### Prompt
Render the stretch of the material from the line containing "Tag one spot per instance of the stone step" through the end of the material as a numbered list, one line per item, leaving out any blank lines.

### Input rows
-- Begin --

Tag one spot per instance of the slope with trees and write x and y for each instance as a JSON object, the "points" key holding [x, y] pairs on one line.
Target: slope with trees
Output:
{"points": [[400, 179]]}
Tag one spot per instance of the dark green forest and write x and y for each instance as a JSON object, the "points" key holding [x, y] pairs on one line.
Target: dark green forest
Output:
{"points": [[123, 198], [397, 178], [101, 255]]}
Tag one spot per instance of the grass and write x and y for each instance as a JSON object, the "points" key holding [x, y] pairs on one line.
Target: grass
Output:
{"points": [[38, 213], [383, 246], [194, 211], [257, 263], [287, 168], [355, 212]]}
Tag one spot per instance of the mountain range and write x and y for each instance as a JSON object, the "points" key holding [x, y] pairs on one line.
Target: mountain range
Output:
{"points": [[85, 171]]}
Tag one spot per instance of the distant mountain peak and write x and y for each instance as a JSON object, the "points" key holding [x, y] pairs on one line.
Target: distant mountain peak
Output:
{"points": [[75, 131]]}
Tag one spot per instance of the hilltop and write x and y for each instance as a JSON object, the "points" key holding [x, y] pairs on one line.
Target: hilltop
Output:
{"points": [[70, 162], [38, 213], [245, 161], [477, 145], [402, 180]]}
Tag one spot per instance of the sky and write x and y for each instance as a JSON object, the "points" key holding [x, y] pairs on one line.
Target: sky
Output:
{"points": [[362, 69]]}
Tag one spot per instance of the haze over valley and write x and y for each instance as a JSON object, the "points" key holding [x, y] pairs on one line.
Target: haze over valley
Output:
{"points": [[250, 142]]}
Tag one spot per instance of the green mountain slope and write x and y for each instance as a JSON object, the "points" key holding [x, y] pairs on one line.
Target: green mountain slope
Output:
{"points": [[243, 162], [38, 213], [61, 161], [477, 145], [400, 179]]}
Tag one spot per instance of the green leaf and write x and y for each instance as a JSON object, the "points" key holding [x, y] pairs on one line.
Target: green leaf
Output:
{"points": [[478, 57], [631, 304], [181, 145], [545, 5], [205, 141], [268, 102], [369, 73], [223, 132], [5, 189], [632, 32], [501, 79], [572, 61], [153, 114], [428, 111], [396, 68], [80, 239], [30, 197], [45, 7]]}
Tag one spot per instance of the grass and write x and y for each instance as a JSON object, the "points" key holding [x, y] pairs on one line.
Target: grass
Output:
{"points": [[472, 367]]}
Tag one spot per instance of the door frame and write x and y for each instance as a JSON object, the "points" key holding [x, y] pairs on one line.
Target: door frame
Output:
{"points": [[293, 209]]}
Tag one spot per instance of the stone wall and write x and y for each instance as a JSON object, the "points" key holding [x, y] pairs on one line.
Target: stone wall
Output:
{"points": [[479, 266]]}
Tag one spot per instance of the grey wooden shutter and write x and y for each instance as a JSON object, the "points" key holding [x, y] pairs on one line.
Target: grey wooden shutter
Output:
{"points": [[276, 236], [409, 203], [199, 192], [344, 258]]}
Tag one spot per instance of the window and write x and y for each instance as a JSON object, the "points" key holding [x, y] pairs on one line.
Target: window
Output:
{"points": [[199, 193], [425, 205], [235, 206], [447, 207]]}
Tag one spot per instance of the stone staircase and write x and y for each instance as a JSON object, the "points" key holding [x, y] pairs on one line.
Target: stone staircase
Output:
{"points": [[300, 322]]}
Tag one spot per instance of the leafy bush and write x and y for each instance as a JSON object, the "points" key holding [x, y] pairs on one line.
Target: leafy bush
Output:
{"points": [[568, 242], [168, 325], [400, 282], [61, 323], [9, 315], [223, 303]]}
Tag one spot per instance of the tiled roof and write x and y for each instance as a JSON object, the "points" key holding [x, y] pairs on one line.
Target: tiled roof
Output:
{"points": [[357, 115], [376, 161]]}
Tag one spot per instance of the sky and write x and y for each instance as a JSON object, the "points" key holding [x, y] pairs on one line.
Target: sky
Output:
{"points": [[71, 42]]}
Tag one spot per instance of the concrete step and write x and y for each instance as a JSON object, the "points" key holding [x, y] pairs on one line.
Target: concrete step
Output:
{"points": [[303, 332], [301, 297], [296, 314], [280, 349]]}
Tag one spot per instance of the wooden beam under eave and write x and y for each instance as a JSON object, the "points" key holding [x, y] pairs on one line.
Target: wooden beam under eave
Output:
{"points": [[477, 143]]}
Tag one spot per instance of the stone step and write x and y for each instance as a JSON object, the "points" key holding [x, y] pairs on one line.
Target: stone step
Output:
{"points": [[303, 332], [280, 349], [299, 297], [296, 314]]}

-- End --

### Correct response
1. Tag one spot per instance of the stone step and write x and y for each instance as a JSON object, the "points" key holding [x, y] pairs on one line.
2. Target: stone step
3. Output:
4. {"points": [[303, 332], [280, 349], [299, 297], [296, 314]]}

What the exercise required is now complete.